Records excerpted from a collection
** start **
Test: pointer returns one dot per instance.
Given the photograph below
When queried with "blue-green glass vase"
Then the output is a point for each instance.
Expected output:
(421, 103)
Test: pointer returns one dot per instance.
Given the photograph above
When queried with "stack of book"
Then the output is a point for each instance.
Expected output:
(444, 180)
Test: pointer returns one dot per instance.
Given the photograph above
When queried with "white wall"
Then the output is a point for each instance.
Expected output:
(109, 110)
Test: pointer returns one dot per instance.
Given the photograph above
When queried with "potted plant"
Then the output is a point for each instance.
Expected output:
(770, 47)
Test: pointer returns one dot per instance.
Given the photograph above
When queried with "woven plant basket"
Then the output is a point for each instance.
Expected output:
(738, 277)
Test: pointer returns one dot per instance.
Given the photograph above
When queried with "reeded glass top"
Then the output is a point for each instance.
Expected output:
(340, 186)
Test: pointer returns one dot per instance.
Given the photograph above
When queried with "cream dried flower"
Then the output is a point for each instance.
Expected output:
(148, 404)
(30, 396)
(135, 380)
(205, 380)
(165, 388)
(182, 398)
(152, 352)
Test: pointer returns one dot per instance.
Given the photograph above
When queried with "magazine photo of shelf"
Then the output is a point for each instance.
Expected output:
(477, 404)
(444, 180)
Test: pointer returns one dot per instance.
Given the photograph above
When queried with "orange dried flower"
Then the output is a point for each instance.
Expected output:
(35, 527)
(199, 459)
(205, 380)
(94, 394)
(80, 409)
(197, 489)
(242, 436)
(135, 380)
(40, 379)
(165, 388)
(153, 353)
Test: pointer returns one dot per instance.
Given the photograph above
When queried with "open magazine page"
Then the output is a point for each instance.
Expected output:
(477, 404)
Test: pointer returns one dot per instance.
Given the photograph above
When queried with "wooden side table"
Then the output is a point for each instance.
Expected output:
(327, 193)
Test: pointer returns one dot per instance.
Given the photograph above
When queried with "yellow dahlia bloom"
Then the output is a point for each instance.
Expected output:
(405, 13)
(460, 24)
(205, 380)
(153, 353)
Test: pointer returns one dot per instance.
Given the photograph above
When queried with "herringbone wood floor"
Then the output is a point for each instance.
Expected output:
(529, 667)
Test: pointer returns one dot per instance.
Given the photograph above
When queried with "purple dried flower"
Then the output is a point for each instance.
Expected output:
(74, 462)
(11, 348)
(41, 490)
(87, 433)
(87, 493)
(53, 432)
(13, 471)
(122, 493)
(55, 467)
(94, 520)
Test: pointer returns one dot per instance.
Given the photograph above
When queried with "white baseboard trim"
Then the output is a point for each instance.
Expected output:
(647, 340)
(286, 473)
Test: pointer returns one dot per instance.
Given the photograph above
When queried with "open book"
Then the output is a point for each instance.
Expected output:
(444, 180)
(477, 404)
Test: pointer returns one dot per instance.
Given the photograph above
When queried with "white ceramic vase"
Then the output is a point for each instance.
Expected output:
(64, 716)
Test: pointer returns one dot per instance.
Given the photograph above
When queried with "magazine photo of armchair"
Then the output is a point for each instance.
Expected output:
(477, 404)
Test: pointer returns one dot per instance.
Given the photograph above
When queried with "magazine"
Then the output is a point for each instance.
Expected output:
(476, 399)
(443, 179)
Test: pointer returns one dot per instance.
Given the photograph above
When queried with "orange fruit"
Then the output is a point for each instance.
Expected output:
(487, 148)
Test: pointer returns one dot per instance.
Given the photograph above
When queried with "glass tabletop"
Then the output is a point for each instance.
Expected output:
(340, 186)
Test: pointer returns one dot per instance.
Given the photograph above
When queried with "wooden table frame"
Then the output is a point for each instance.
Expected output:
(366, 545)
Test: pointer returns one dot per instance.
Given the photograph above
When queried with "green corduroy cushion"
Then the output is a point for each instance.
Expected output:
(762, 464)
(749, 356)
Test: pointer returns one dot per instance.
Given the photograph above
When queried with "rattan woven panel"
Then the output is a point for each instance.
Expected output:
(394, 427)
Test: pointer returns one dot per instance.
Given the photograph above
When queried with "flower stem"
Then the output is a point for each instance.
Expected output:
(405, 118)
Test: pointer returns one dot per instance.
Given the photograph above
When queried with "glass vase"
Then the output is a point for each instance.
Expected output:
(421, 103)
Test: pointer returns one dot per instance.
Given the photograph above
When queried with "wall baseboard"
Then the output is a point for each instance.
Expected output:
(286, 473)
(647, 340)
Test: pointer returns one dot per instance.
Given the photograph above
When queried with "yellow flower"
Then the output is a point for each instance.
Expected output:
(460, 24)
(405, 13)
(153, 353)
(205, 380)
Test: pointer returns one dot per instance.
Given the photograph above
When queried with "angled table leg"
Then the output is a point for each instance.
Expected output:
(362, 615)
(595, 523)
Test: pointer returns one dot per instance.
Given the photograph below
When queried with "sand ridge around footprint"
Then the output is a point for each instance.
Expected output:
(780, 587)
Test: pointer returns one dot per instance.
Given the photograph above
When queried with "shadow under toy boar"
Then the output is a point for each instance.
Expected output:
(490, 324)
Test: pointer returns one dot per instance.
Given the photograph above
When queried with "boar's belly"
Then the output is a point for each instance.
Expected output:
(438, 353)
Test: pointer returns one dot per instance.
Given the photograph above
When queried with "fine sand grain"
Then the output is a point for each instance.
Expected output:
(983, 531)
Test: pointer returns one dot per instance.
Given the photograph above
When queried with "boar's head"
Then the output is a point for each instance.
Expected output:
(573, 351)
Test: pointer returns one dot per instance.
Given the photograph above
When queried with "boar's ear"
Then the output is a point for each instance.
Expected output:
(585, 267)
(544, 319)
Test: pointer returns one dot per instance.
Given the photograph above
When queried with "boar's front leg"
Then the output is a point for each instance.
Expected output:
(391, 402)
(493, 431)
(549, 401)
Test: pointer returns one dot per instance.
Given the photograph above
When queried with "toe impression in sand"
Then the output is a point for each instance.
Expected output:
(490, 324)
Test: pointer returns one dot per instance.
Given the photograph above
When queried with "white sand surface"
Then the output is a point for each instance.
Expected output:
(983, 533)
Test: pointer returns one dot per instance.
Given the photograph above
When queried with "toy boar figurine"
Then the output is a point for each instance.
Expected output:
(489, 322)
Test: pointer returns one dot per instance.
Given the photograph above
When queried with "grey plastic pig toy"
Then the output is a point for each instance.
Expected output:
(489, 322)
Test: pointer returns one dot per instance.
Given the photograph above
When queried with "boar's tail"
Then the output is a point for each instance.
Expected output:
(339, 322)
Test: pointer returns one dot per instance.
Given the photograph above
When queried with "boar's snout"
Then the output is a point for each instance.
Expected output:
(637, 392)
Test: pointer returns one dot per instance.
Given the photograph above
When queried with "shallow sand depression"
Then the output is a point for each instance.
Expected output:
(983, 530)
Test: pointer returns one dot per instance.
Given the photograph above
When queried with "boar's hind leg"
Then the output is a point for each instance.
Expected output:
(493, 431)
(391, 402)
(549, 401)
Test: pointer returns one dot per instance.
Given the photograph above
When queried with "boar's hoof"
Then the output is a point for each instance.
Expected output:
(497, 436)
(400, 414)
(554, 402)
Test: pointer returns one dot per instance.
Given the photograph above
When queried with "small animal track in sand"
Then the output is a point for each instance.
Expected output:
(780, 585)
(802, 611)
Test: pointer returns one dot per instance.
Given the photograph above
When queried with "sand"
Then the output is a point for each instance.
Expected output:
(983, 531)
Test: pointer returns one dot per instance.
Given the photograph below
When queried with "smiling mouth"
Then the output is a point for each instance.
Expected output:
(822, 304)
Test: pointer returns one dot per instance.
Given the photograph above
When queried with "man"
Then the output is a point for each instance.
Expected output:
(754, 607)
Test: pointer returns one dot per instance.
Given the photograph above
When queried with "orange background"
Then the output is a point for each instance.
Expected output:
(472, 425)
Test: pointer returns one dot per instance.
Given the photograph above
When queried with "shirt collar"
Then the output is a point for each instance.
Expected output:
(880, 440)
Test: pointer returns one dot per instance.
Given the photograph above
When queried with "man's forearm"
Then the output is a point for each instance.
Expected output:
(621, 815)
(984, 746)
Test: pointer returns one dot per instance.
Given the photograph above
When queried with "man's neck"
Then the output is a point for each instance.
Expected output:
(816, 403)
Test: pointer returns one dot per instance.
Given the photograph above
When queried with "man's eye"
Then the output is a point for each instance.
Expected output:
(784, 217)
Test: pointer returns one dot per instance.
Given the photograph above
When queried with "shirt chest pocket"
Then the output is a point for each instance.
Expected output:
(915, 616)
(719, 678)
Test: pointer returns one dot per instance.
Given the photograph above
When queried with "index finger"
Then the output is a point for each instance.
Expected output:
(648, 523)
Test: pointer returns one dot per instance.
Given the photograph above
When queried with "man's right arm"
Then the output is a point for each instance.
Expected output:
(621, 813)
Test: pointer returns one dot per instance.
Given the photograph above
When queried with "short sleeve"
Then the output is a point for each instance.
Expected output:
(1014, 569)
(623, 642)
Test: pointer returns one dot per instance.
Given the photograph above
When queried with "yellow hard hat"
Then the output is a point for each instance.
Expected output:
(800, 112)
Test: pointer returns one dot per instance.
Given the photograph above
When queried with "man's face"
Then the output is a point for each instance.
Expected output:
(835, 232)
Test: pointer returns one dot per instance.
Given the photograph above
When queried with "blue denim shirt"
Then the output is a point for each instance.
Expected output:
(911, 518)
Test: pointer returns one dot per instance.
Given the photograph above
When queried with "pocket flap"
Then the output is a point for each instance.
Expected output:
** end **
- Goal -
Report every line above that contains the word "pocket", copying each one in full.

- Solution -
When queried with "shirt chest pocket"
When queried with "pocket flap"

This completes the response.